TASK REQUIREMENTS
Please replace "point-based localization" with "point marking" everywhere in the lines below, and write them out again with nothing else changed.

Coordinate labeling data:

-*-

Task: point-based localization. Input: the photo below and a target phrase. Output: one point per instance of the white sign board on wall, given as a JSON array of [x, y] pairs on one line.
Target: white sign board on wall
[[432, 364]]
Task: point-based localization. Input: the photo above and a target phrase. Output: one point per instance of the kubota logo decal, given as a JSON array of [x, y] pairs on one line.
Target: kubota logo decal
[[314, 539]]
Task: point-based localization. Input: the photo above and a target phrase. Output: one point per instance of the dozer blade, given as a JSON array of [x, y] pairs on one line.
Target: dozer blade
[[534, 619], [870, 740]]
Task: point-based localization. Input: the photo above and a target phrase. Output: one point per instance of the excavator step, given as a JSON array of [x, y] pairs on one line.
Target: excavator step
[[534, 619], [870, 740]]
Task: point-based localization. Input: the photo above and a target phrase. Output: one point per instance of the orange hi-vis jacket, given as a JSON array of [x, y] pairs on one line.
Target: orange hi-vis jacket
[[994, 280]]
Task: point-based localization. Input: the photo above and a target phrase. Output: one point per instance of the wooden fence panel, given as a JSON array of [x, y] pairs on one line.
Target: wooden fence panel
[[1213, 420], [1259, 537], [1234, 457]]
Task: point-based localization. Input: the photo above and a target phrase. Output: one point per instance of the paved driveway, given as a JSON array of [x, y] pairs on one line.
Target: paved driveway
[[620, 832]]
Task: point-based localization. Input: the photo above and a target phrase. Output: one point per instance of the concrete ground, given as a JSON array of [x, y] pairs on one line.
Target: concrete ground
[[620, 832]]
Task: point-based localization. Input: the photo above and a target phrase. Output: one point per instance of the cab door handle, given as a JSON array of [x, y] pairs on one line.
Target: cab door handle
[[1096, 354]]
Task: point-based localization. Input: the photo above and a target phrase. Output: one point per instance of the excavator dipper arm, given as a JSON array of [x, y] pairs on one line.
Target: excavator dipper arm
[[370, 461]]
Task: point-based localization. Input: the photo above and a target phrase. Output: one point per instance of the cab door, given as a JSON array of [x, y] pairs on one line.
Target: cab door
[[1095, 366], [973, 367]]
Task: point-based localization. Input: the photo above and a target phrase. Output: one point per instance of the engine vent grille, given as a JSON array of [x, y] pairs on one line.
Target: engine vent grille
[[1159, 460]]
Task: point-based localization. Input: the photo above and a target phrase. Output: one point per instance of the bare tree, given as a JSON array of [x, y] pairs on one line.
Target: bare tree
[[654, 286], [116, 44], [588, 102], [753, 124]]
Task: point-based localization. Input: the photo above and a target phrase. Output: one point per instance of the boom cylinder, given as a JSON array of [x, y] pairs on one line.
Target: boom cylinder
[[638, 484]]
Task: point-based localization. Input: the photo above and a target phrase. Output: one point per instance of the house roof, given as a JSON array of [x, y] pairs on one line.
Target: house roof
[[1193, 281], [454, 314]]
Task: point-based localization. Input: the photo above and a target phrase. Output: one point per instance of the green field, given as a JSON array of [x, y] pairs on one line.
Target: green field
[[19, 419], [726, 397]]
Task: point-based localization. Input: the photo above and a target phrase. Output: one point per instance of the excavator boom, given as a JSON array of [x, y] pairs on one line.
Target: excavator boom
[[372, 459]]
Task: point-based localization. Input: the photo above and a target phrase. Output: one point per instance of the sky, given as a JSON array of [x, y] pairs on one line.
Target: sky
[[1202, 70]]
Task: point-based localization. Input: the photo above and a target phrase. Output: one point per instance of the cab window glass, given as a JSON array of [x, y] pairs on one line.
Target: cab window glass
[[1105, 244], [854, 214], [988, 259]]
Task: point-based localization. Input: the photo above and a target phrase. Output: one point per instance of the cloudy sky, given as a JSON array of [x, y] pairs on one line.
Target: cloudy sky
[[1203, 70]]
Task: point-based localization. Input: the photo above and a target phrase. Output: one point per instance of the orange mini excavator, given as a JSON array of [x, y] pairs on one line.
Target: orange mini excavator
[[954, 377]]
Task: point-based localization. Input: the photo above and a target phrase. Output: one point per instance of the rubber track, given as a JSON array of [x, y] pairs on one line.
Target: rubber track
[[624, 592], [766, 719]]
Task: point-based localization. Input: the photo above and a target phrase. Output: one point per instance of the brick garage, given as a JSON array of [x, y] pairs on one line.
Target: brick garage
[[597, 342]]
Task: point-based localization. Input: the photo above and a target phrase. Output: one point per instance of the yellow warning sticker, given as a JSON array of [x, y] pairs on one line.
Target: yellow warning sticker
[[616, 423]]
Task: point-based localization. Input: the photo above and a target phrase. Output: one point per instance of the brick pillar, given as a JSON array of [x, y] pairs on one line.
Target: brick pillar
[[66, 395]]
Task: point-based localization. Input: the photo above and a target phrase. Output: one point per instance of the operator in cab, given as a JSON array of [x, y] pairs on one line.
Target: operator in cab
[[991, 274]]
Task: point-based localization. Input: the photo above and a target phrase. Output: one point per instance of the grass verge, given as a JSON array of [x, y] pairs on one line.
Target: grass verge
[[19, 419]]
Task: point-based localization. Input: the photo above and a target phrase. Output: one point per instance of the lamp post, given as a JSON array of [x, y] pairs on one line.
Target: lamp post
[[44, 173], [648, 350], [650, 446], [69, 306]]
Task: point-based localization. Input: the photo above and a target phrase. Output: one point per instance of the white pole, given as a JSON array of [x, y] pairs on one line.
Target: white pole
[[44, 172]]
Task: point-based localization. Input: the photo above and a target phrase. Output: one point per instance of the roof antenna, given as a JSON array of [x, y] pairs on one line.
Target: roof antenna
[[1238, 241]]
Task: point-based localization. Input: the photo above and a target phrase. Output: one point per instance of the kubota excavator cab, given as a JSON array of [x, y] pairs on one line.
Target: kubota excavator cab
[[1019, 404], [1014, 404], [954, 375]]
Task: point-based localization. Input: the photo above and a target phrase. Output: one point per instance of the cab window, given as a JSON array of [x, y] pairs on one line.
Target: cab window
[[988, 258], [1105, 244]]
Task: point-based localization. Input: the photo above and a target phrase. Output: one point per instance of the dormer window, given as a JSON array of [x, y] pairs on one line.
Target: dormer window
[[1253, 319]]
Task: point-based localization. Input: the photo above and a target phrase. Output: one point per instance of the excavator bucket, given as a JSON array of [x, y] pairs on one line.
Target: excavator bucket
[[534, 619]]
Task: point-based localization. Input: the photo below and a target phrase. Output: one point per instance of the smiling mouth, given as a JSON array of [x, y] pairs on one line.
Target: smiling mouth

-*-

RESULT OF THIS TASK
Task: point marking. Input: the photo below and a target phrase. Output: one point per instance of the white sign board on wall, given as a JSON array of [x, y] pairs on one line.
Target: white sign board on wall
[[432, 364]]
Task: point marking. Input: the photo above and a target phrase. Output: one point per instance of the kubota logo decal, given as a JSON array of [x, y] pairs on one line.
Target: kubota logo decal
[[314, 539]]
Task: point marking. Input: the photo above and a target phrase. Output: one point per instance of the dozer blade, given as a JSON array of [x, y] pairs on one line.
Target: dozer blade
[[534, 619], [870, 740]]
Task: point marking. Input: the photo above and a target phrase. Output: one point per instance of the excavator step, given as a JSON array of [x, y] pairs on one line.
Target: excavator step
[[534, 619], [870, 740]]
Task: point marking. Input: the photo above and a target phrase. Output: one point per instance of the orange hi-vis jacket, given as a JSON array of [x, y] pairs on one line.
Target: orange hi-vis jacket
[[994, 280]]
Task: point marking. Input: the photo above and a target phrase. Output: one point per instance of the wooden fence panel, given as a JSON array of [x, y] pairs on one line.
Target: wooden fence panel
[[1213, 420], [1259, 537], [1234, 457]]
Task: point marking. Input: the photo above and a target phrase. Output: one point per instance of the paved driveway, given as a JSON array of [x, y] pairs on one line.
Target: paved driveway
[[620, 832]]
Task: point marking. Input: the photo above and a target phrase. Output: one point per instance of the concrete ground, given as a JSON array of [x, y] pairs on one line.
Target: concrete ground
[[620, 832]]
Task: point marking. Input: the photo above and a target phrase. Output: one point per instance of the cab door handle, given as a JSON array of [x, y] pairs on one line.
Target: cab door handle
[[1096, 354]]
Task: point marking. Input: the photo above and a target phrase. Output: one point per instance of the excavator dipper arm, given as a JSON array of [x, y] pairs on one line.
Target: excavator dipper arm
[[370, 461]]
Task: point marking. Input: the photo above and a target phrase. Output: one point per instance of the cab door, given as a JSON array of [x, y] pairs on one line.
Target: cab door
[[1095, 366], [973, 367]]
Task: point marking. Input: the photo above and a target phrase. Output: one point per instance of the engine vent grille, given as a JSON array of [x, y] pairs on one line.
Target: engine vent grille
[[1159, 460]]
Task: point marking. Input: the photo above and a target phrase. Output: one point per instance of the bare tree, given as a JSON array of [x, y] pairs on one line.
Target: bare tree
[[654, 286], [116, 44], [588, 102], [753, 124]]
Task: point marking. Input: the photo above and a target phrase. Output: one point per instance of the boom cylinder, given as a JSON array of [x, y] pairs on one line.
Target: boom cylinder
[[638, 484]]
Task: point marking. Input: the photo above and a target phrase. Output: one point per instance of the house roof, given as a JSON array of [x, y] pairs on one line.
Target: house roof
[[1193, 281], [454, 314]]
Task: point marking. Input: the photo above and a target phrase. Output: one point per instance of the green field, given as a JSON array of [x, y] pairs on one line.
Target: green field
[[19, 419], [726, 397]]
Task: point marking. Input: the photo above and a target phrase. Output: one point per instance of the excavator boom, given as a JSON array of [x, y] pairs on one line.
Target: excavator boom
[[372, 459]]
Task: point marking. Input: the photo above and a target phrase. Output: one point per instance of the sky, given as a JSON array of [x, y] pairs on one line.
Target: sky
[[1202, 70]]
Task: point marking. Input: the photo above and a target phrase. Output: one point per instance of the cab window glass, given as a JSON array of [x, y] pairs on one line.
Target: cab window glass
[[1105, 244], [854, 214], [988, 259]]
Task: point marking. Input: the photo above and a target phrase. Output: one point per instance of the cloudy sky, given as a JSON array of [x, y] pairs on one line.
Target: cloudy sky
[[1203, 70]]
Task: point marking. Input: the photo above and a target phrase. Output: one point per instance of the orange mini excavator, given as a JSON array of [x, y] pairs on one line.
Target: orange mini excavator
[[954, 377]]
Task: point marking. Input: the photo above and a target phrase. Output: one point per instance of the rubber track, given as a JSON array of [x, y] pairs on one line.
Target: rubber track
[[624, 592], [766, 719]]
Task: point marking. Input: the photo above and a target phrase. Output: one point per instance of the brick garage, given as a JSON array of [x, y] pairs on one line.
Target: brick garage
[[597, 342]]
Task: point marking. Input: the photo above and a target phrase. Output: one point per instance of the yellow warning sticker, given as a JSON array of [x, y] pairs on one line.
Target: yellow warning sticker
[[616, 423]]
Task: point marking. Input: the photo above and a target phrase. Output: one point per instance of the brick pillar, given as a JSON array of [x, y] pairs on one line.
Target: brick pillar
[[66, 395]]
Task: point marking. Input: the photo above and a target phrase. Output: one point per instance of the operator in cab, given as a JSON array of [x, y] pairs on one line.
Target: operator in cab
[[991, 274]]
Task: point marking. Input: the photo above and a target phrase. Output: one point per instance of the grass verge, given as a JSON array of [x, y] pairs on one line.
Target: grass verge
[[19, 419]]
Task: point marking. Input: the photo above and a target phrase. Output: one point per instance of the lamp post, given as a JSON array of [x, y] pairs on one line.
Target: lamp post
[[44, 173], [648, 350], [650, 446], [69, 306]]
Task: point marking. Input: the photo above and a target phrase. Output: one point per instance of the white pole, given as a JSON array of [x, y] pairs on one line.
Target: white pole
[[44, 172]]
Task: point marking. Input: the photo above and a target phrase. Output: one point per instance of the roof antenna, given as a JSON array of [x, y] pairs on one line.
Target: roof antenna
[[1238, 241]]
Task: point marking. Input: the photo above and a target phrase. Output: one point per instance of the kubota excavator cab, given as a JSON array of [x, y] pairs on one line.
Target: kubota excavator cab
[[1019, 404], [1014, 404], [954, 375]]
Task: point marking. Input: the photo above and a target phrase. Output: one point per instance of the cab window, given as a JSON array of [x, y] pairs on one line.
Target: cab window
[[988, 258], [1105, 244]]
Task: point marking. Input: the photo above and a target phrase. Output: one point per instance of the dormer window, given as a JSON array of [x, y] pairs on one line.
Target: dormer window
[[1253, 319]]
Task: point marking. Input: the photo above and a target phrase. Output: one point per instance of the excavator bucket, given as a JSON array of [x, y] pairs on one line.
Target: excavator bucket
[[534, 619]]
Task: point marking. Input: the photo below and a target phrase. Output: one point per instance of the smiling mouth, given as a JSON array of [x, y] pairs on one line.
Target: smiling mouth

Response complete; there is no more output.